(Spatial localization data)
══════════════════════════════

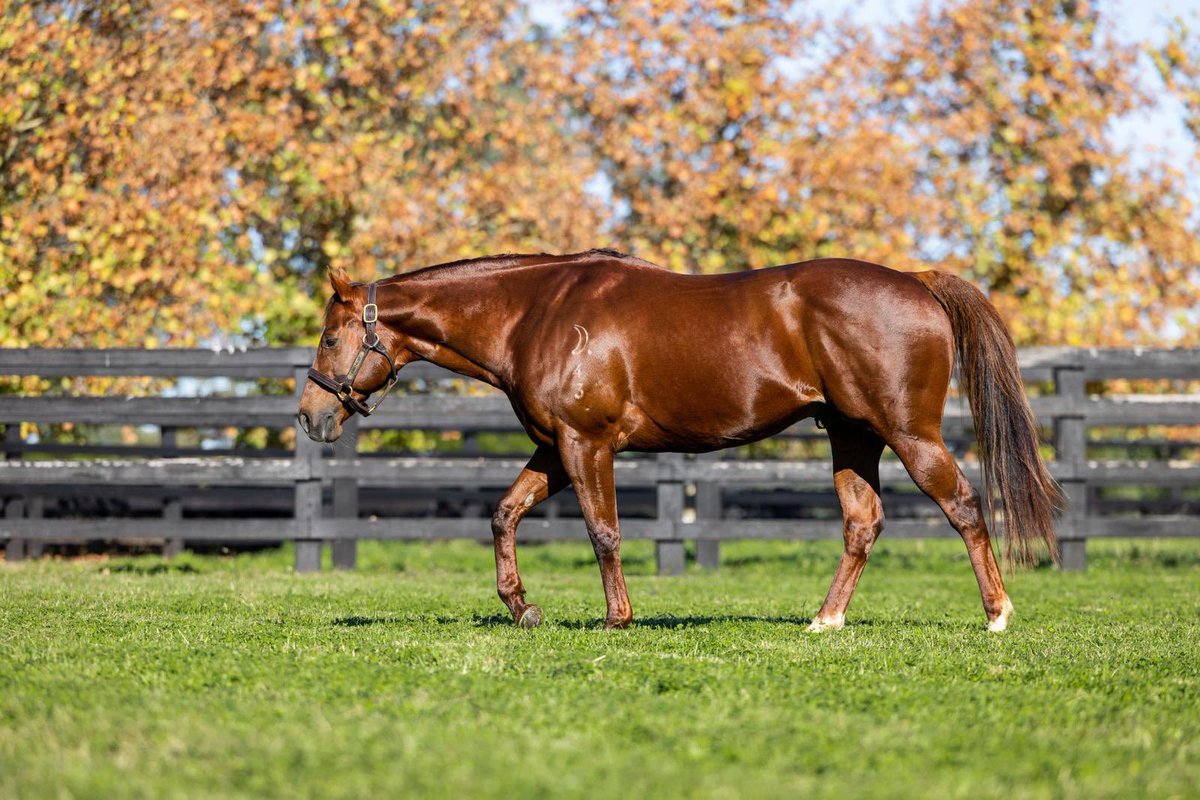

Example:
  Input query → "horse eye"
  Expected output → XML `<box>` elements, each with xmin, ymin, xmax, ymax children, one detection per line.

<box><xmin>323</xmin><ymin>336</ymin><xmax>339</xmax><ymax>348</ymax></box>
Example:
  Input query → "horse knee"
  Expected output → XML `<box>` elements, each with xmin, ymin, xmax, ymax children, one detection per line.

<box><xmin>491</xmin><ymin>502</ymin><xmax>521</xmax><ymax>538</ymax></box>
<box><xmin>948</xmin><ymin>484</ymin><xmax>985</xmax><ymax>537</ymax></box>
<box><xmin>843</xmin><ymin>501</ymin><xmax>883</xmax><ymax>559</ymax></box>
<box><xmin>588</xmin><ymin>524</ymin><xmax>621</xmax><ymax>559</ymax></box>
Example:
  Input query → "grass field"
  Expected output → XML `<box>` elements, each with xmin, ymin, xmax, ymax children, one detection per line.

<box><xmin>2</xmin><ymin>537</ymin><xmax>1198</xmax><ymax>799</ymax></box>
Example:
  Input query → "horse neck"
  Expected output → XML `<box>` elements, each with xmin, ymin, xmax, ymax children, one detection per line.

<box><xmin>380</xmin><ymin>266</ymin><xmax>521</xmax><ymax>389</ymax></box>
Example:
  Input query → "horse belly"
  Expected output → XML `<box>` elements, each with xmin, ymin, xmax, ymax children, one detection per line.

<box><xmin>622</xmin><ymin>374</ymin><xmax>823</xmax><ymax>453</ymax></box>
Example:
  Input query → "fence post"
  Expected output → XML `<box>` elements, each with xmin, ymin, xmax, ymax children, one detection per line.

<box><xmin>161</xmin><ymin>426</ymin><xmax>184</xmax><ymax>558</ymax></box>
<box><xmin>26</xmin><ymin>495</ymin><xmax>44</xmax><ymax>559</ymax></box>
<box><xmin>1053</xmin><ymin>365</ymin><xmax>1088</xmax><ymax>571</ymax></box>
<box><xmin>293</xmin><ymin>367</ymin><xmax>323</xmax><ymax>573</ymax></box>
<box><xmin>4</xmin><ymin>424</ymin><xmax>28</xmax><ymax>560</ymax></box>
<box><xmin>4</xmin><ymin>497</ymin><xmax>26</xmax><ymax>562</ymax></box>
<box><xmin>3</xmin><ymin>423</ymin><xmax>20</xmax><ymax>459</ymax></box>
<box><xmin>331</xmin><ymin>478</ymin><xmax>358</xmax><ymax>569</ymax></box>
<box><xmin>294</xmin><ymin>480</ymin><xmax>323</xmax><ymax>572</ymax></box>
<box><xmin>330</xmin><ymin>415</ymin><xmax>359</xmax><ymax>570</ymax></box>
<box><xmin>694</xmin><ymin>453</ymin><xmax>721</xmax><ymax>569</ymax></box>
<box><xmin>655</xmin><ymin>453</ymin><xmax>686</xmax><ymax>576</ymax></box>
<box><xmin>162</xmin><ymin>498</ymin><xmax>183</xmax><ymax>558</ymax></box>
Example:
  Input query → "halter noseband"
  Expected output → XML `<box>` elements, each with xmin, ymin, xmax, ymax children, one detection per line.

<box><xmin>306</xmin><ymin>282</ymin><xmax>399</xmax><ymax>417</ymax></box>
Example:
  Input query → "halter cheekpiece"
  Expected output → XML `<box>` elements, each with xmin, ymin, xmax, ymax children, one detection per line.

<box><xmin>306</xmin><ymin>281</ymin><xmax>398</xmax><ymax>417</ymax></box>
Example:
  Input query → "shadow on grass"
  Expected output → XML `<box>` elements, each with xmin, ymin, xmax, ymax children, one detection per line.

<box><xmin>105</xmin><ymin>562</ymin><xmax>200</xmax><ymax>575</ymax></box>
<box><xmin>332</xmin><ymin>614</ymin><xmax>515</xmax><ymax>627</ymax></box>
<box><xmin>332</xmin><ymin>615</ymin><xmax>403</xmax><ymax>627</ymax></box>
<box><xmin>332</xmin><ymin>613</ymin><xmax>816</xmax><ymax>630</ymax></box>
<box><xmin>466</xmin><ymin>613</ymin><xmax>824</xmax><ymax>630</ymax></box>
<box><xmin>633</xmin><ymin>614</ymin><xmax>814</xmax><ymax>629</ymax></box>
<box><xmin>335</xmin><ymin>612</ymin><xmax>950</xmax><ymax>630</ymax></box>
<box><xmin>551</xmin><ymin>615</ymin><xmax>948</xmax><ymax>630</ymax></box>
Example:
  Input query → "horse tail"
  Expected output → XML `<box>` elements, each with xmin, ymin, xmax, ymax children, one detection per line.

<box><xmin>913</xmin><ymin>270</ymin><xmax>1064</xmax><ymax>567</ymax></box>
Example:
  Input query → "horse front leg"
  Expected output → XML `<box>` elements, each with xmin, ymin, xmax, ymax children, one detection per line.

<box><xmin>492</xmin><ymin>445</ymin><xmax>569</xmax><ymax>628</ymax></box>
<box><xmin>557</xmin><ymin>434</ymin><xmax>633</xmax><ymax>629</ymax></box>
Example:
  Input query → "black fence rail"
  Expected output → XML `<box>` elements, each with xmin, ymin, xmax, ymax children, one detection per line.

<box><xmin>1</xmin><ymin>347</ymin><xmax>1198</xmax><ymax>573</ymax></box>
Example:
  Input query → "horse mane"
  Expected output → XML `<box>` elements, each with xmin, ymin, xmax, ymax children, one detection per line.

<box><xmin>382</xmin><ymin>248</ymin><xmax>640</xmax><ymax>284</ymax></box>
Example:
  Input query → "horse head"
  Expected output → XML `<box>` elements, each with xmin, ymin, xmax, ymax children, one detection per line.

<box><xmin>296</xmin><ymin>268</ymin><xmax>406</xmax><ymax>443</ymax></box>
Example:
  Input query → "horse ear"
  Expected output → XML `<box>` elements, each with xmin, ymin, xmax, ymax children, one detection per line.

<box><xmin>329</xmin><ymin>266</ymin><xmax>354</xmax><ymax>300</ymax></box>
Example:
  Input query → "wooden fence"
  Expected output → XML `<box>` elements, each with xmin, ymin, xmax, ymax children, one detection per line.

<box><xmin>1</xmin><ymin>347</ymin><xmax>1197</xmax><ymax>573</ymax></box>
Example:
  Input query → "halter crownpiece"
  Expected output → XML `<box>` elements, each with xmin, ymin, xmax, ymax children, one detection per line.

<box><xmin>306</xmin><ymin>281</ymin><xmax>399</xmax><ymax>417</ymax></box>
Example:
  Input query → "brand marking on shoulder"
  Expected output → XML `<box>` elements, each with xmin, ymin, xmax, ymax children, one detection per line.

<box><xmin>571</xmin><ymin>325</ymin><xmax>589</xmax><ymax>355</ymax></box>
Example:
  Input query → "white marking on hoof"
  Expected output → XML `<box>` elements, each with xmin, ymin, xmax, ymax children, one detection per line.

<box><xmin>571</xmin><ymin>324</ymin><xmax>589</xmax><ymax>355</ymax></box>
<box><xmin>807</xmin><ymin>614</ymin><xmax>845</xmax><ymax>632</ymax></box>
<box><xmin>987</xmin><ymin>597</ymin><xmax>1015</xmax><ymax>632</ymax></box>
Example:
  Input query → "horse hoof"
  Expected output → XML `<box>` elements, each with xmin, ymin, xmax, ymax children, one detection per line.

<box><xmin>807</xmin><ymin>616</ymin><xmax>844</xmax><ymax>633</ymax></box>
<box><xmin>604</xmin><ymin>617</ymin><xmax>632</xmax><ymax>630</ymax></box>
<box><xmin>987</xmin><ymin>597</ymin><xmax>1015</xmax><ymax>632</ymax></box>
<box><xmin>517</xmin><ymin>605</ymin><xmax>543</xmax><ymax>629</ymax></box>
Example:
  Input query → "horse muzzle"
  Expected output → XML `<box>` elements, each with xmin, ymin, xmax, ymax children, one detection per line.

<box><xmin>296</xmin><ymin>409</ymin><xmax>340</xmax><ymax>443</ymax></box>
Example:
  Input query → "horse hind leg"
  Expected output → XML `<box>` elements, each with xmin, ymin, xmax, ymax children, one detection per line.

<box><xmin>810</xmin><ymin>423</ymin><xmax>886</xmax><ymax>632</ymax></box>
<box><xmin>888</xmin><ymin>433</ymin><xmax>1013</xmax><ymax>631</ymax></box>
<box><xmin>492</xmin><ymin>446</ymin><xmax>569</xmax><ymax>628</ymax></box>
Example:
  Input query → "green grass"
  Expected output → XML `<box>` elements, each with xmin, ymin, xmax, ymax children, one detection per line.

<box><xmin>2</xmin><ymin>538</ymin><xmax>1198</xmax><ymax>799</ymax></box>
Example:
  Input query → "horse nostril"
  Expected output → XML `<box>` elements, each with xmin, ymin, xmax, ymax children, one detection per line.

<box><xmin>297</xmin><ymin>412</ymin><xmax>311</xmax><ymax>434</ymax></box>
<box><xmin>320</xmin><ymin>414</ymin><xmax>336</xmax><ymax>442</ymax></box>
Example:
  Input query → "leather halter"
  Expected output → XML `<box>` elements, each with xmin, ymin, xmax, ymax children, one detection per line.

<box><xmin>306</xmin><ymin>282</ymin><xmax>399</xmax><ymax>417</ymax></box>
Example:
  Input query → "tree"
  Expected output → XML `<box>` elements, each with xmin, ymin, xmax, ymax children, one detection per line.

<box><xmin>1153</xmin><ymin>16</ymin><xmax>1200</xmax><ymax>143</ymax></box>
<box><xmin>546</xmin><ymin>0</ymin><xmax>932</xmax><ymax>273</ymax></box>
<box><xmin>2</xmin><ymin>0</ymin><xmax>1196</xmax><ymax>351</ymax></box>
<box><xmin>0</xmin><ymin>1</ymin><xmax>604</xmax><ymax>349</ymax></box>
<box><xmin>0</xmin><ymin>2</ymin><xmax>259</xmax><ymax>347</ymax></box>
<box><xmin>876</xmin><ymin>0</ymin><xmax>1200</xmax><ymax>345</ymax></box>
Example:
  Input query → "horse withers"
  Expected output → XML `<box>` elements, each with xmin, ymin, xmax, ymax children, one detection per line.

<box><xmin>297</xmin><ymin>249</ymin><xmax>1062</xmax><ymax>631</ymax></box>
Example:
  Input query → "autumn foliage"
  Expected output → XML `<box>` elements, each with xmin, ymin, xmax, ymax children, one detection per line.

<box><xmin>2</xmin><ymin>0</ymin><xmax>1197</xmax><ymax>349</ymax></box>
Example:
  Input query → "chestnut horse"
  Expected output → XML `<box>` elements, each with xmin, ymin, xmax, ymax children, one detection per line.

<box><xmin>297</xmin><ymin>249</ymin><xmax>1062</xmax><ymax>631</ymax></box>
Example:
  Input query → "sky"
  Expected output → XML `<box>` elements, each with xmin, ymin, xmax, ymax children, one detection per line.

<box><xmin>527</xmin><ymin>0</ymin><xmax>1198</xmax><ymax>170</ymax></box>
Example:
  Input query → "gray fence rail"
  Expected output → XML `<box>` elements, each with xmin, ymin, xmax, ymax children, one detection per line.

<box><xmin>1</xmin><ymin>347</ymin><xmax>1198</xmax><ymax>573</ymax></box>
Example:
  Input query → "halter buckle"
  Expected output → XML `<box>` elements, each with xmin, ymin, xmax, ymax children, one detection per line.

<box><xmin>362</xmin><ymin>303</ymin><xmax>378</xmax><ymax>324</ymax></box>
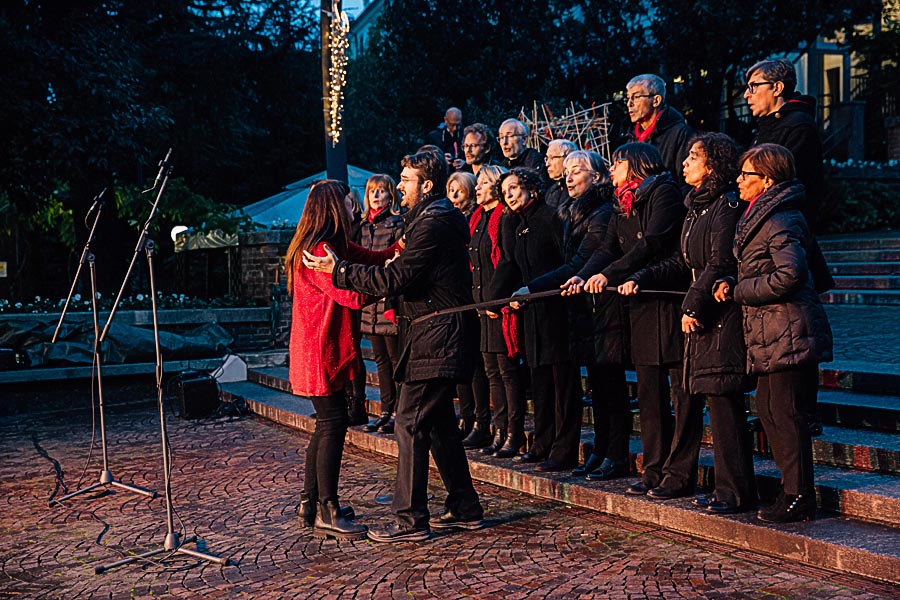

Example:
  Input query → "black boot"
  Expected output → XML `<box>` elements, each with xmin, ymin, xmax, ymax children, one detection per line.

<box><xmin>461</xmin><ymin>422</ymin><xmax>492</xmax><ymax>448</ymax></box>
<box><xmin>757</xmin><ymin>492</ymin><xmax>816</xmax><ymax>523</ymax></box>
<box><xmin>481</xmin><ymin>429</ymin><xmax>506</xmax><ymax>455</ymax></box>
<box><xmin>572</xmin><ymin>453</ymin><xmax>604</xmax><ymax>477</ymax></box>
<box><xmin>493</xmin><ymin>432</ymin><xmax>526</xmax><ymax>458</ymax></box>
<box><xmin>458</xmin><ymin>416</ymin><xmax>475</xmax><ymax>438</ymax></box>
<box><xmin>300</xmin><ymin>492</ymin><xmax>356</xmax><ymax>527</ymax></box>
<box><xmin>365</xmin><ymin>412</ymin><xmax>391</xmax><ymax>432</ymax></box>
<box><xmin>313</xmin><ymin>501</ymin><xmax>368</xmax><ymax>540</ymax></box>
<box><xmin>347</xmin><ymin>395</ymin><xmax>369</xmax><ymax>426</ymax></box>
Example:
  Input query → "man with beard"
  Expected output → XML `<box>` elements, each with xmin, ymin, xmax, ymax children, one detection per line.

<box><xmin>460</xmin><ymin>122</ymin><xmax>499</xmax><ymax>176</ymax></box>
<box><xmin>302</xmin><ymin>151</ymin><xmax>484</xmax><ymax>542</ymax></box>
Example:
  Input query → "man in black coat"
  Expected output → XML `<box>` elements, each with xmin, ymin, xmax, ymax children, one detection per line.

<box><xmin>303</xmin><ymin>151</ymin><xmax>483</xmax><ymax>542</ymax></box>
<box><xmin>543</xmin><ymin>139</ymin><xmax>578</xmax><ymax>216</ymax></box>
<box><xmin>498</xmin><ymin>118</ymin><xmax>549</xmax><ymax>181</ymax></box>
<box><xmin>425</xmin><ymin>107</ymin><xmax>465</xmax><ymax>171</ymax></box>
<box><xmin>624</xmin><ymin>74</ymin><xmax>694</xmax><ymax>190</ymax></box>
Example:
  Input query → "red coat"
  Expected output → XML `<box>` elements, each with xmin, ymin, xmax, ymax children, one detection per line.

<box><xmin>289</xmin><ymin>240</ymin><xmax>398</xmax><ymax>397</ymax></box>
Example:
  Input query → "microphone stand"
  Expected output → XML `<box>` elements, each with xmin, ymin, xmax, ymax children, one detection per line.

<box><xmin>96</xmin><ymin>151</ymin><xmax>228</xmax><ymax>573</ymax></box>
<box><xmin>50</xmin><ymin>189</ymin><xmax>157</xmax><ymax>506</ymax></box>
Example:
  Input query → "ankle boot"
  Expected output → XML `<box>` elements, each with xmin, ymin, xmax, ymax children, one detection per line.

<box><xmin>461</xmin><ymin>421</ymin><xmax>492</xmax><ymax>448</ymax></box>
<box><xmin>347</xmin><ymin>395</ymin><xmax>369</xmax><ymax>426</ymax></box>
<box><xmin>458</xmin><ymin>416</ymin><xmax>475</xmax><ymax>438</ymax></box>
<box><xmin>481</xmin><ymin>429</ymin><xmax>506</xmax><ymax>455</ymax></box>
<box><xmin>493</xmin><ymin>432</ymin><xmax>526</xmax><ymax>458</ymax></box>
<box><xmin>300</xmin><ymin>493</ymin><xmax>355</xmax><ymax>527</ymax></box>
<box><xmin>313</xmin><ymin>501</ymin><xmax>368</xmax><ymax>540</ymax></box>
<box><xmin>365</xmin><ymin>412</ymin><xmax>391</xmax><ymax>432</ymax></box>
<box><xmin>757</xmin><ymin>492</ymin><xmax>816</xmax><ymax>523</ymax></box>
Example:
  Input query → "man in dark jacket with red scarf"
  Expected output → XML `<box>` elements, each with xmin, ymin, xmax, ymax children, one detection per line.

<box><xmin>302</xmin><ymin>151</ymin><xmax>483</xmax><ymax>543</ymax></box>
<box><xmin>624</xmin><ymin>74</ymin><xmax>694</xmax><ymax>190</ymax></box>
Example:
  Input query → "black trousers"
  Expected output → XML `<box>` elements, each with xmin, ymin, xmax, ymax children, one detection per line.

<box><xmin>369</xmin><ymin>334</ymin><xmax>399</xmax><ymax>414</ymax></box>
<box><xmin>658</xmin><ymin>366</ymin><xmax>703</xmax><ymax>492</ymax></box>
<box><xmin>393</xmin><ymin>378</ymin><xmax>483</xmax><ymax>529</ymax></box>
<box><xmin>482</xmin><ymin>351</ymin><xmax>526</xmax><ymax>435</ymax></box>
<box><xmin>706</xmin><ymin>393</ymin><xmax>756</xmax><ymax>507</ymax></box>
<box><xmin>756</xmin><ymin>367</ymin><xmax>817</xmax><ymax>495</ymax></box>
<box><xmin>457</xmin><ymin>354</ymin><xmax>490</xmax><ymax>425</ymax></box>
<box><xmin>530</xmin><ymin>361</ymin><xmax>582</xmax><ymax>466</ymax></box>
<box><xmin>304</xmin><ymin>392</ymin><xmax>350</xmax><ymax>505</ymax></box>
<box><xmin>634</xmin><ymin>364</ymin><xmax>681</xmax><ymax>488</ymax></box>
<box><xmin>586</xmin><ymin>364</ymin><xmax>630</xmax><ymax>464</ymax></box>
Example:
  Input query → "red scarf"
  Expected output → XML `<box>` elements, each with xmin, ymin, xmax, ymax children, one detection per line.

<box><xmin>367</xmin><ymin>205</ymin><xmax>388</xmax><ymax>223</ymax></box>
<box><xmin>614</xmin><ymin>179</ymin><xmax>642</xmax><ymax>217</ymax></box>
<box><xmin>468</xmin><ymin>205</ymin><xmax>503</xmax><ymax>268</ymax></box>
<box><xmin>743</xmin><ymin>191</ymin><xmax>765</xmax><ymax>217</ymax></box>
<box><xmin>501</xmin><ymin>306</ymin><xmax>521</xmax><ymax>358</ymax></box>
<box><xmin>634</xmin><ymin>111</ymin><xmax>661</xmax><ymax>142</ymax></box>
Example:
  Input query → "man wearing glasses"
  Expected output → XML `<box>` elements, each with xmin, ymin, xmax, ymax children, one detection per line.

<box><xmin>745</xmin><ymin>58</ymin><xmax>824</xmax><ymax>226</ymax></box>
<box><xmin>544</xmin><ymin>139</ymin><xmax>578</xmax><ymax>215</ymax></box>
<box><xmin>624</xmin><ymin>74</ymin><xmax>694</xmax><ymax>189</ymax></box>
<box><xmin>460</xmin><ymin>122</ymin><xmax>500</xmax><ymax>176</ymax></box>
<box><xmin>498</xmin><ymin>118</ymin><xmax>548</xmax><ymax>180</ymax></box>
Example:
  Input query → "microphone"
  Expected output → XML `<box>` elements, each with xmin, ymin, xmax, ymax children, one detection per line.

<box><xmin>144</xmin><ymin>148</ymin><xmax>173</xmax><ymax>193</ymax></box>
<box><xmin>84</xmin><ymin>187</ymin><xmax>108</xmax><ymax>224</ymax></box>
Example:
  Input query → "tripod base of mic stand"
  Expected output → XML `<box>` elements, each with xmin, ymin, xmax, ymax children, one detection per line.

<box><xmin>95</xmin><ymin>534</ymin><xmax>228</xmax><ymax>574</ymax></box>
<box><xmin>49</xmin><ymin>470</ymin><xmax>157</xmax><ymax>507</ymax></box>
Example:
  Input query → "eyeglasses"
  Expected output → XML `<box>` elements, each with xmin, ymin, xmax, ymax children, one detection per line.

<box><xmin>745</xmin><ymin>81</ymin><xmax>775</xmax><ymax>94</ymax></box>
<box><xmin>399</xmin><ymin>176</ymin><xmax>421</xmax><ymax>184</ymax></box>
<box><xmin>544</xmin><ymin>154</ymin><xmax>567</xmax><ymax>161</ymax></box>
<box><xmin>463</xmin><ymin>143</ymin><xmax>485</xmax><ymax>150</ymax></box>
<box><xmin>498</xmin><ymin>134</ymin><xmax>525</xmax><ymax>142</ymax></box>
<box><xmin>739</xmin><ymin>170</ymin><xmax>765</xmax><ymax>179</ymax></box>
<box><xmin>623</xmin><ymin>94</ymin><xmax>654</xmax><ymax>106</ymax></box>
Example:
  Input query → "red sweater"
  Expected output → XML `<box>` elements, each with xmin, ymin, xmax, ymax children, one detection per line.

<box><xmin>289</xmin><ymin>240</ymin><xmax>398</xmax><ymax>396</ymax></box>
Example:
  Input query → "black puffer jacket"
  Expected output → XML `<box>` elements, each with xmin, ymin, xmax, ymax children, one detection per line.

══════════════════════════════

The lines of the records that contain the string "grass" should be located and copied.

:: Result of the exercise ::
  Input query → "grass field"
  Input query → "shadow on grass"
  Input query → "green grass"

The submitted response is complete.